- **Objectifs**:
A. D'après le texte sur la perte d'audition, que faut-il faire au moment d'une rencontre pour que la communication se passe bien ?
B. Poursuis le texte sur la perte d'audition et l'identité à partir de sa dernière phrase.

- **Texte à lire**:
Perte d’audition : la question de l’identité

masque

 

Je me suis posée beaucoup de questions sur ce sujet, ces derniers temps.

Qui suis-je, moi qui perds l’audition ? Mon handicap me définit-il, au moins en partie ?

A partir de quel moment la perte d’audition devient-elle une partie de moi, indissociable de ce que je suis ?

La réponse à ces questions est bien sûr très personnelle, et ne sera pas la même d’une personne à l’autre.

Le fait est que, quand je rencontre quelqu’un, et si je veux que la communication se passe bien, il m’est nécessaire de parler de mon handicap, de l’annoncer, de l’expliquer. Et je deviens, aux yeux de l’autre, Armelle la malentendante, ou celle qui entend mal. C’est surtout le cas pour ceux que je connais peu ou que je viens de rencontrer. Comme si ce handicap devenait ma caractéristique principale, avant ma façon d’appréhender le monde ou ma tendance à m’intéresser à des milliers de choses à la fois.

- **Données extraites**:
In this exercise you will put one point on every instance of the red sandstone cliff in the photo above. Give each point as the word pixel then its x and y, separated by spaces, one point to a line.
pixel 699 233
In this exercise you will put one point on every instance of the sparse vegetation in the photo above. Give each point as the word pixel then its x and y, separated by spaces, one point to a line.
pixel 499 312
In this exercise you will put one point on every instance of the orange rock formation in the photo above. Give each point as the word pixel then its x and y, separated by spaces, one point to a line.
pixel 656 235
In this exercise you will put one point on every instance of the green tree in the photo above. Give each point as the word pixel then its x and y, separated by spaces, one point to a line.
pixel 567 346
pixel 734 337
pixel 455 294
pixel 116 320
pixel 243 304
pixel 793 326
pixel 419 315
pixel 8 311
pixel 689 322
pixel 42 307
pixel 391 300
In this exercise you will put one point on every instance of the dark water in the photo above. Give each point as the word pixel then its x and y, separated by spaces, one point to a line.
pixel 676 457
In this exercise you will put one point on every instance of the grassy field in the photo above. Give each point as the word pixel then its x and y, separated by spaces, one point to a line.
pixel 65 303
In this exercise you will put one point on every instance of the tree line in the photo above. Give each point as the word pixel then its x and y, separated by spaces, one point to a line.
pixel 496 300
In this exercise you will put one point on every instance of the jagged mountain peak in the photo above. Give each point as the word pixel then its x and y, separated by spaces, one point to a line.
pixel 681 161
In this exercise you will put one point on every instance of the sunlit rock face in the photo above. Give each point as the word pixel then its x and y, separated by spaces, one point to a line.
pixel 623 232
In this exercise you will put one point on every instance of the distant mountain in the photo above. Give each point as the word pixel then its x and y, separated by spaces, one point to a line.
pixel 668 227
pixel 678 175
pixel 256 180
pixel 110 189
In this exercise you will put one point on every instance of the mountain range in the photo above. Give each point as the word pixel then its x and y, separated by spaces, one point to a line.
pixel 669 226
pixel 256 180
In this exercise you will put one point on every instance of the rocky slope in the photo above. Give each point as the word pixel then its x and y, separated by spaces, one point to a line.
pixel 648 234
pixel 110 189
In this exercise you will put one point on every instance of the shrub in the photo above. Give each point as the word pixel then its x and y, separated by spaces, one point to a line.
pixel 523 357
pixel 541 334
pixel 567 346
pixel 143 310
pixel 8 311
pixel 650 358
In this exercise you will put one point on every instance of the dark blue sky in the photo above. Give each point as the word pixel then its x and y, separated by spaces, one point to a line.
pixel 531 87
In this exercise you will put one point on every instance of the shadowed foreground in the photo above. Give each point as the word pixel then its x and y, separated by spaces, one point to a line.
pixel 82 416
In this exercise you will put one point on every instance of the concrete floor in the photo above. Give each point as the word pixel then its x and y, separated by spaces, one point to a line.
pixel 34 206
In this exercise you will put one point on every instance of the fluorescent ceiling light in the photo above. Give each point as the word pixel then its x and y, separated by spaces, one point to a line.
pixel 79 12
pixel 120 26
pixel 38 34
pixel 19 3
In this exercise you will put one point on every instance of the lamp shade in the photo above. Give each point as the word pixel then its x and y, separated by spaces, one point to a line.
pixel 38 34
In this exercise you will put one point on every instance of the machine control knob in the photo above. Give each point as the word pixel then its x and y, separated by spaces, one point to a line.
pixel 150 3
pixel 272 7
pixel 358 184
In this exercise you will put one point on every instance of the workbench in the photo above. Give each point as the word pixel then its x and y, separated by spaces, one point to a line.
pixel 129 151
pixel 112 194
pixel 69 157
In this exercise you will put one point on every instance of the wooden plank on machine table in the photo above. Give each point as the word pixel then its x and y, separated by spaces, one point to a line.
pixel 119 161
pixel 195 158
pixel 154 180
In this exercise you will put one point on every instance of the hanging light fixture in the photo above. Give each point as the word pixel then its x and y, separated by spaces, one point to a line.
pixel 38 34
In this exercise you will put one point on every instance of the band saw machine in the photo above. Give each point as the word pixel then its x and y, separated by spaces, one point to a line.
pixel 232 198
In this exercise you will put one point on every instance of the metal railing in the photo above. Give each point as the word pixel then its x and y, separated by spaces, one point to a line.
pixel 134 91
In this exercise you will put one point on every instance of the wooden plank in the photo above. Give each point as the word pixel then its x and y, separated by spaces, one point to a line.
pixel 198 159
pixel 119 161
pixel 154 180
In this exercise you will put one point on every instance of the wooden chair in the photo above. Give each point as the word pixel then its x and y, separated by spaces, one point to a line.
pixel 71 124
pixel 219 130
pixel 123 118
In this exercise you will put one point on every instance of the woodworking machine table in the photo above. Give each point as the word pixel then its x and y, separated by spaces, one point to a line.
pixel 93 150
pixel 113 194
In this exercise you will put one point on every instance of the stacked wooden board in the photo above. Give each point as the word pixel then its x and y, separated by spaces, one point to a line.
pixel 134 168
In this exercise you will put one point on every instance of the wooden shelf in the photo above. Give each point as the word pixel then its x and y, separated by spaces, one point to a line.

- **Réponses dans l'ordre**:
A. Parler de son handicap, l'annoncer et l'expliquer.

B.
D’un autre côté, il m’arrive fréquemment d’oublier que j’entends mal. Des fois j’en oublie même de mettre mes appareils. Comme si je n’avais pas vraiment intégré cet inconvénient que sont mes oreilles défaillantes, comme si cela me caractérisait si peu que je pouvais parfaitement ne pas en tenir compte.

Et pourtant…

 

Je trouve cette question épineuse. Qui étais-je quand j’entendais bien ? Et qui suis-je devenue maintenant que j’entends beaucoup moins bien ?

Mon identité a-t-elle changé ?

Toutes mes réponses à ces questions me semblent doubles et paradoxales.

Oui, j’ai changé. Mes réactions ne sont plus les mêmes, ma façon de percevoir le monde n’est plus la même, mes conversations sont différentes aussi. Je n’entre plus dans les discussions sur la pluie et le beau temps, ni dans le badinage sans intérêt. Je suis vite perdue dans une conversation amusante et superficielle qui fuse dans un groupe, et je préfère me concentrer sur une conversation plus profonde et significative, avec un seul interlocuteur de préférence.

 

C’est peut-être moins léger que je ne l’ai été à l’époque où la communication était facile.

C’est peut-être plus intense pour les autres, qui suivent ou ne suivent pas.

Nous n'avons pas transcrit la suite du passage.